# [Written problem A]
Please reproduce the records that follow the Scribd comments as a numbered list, dropping blank lines and leaving out the pictures.

# [Document text]
begin
This is more than a 'sweet' technology. It is a big step forward for the web, because it means that all the documents uploaded to Scribd are now fully indexable!
They're now all accessible by crawlers, and will start showing up in search engine results. I believe the vision they craft (all the world's documents living online as part of the fabric of the web) is a very powerful one.
It's a big step forward only in comparison to what Scribd did before. The Web has always been perfectly capable of showing indexable documents, even PDF documents.
Wouah, that one was really awesome. And in full screen mode, it's as good as reading a real pdf. Awesome work scribd. Performance wise, Firefox seems to have a little bit of a hard time.
Excellent (on my own build of 64 bit Firefox on Linux). I will now start using Scribd for more than just downloading stuff on it.
One note about using NoScript: I can toggle on and off the annoying Facebook popup by hitting the S button it points to, but I must enable a Facebook site to banish it with its X in the corner widget.
end
# [Written problem B]
Which browser does one of the Scribd comments say seems to have a little bit of a hard time performance-wise?

# [Source data]
begin
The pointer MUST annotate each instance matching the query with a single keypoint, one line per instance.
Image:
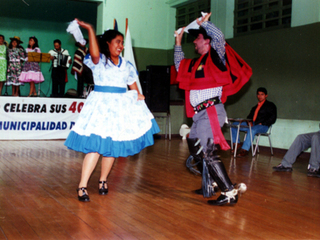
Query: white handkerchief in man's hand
(74, 29)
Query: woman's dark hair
(108, 36)
(57, 41)
(35, 42)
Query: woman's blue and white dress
(112, 121)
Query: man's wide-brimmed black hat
(196, 32)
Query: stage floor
(150, 197)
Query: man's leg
(301, 142)
(201, 128)
(254, 130)
(54, 82)
(315, 151)
(216, 169)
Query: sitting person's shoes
(199, 191)
(281, 168)
(103, 190)
(84, 197)
(234, 147)
(312, 172)
(226, 198)
(243, 153)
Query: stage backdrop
(37, 118)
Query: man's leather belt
(207, 103)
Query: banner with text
(38, 118)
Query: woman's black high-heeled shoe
(103, 190)
(84, 197)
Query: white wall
(151, 22)
(305, 12)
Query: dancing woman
(114, 122)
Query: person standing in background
(31, 70)
(16, 55)
(59, 68)
(3, 62)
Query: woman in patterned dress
(113, 122)
(3, 62)
(31, 70)
(16, 56)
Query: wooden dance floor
(150, 197)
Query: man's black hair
(262, 89)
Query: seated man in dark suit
(264, 114)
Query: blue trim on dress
(110, 89)
(109, 148)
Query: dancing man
end
# [Written solution A]
1. The pointer MUST annotate each instance matching the query with a single keypoint, one line per instance.
2. Image:
3. Query: white handkerchief in man's hand
4. (74, 29)
5. Query: woman's dark hair
6. (108, 36)
7. (57, 41)
8. (35, 42)
9. Query: woman's blue and white dress
10. (112, 121)
11. Query: man's wide-brimmed black hat
12. (196, 32)
13. Query: stage floor
14. (150, 197)
15. Query: man's leg
16. (301, 142)
17. (201, 128)
18. (254, 130)
19. (54, 82)
20. (315, 151)
21. (216, 169)
22. Query: sitting person's shoes
23. (199, 191)
24. (281, 168)
25. (103, 190)
26. (84, 197)
27. (234, 147)
28. (312, 172)
29. (226, 198)
30. (243, 153)
31. Query: stage backdrop
32. (37, 118)
33. Query: man's leather belt
34. (207, 103)
35. Query: banner with text
36. (38, 118)
37. Query: woman's black high-heeled shoe
38. (103, 190)
39. (84, 197)
40. Query: white wall
41. (151, 22)
42. (305, 12)
43. Query: dancing woman
44. (114, 122)
45. Query: person standing in background
46. (31, 70)
47. (16, 55)
48. (59, 68)
49. (3, 62)
50. Query: woman in patterned dress
51. (113, 122)
52. (3, 62)
53. (31, 70)
54. (16, 56)
55. Query: wooden dance floor
56. (150, 197)
57. Query: man's black hair
58. (262, 89)
59. Query: seated man in dark suit
60. (264, 114)
61. Query: blue trim on dress
62. (110, 89)
63. (109, 148)
64. Query: dancing man

# [Written solution B]
Firefox.